▸ **TASK INSTRUCTIONS**:
Set down the whole listing below exactly. The pictures stay out.

**** TASK MATERIAL

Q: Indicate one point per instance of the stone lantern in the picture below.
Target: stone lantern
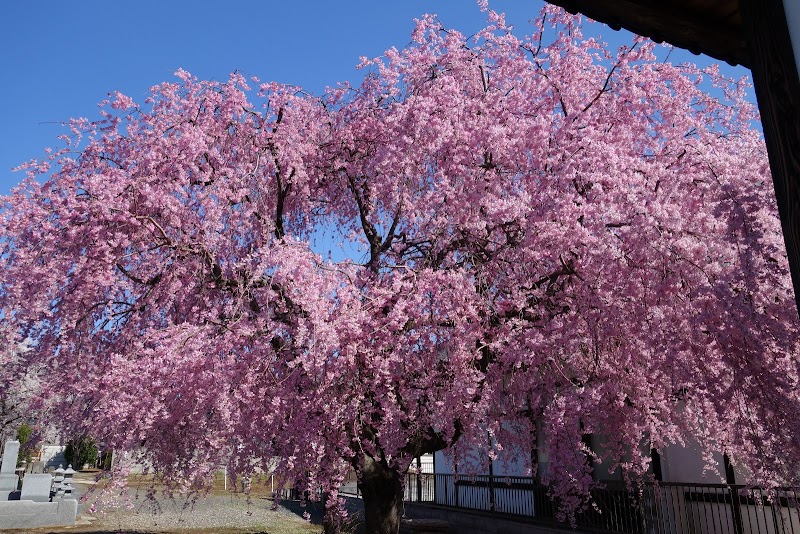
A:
(58, 480)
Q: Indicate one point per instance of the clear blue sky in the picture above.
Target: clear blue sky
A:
(59, 58)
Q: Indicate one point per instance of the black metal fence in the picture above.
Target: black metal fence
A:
(667, 508)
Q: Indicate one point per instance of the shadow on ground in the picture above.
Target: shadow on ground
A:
(316, 510)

********

▸ **EXERCISE ANSWER**:
Q: Indicate one point per instance of the stone lantern in the picture below.
Target: stone lantern
A:
(58, 480)
Q: Indicate one point per instance of the clear blue sky in the picture above.
Target: clear blue sky
A:
(59, 58)
Q: Indicate one point per instance of the black metal fence in the picture above.
Target: black metal fence
A:
(667, 508)
Q: Indicate one point per instance of the shadow on ground in the picture above.
Target: shadow on ground
A:
(316, 510)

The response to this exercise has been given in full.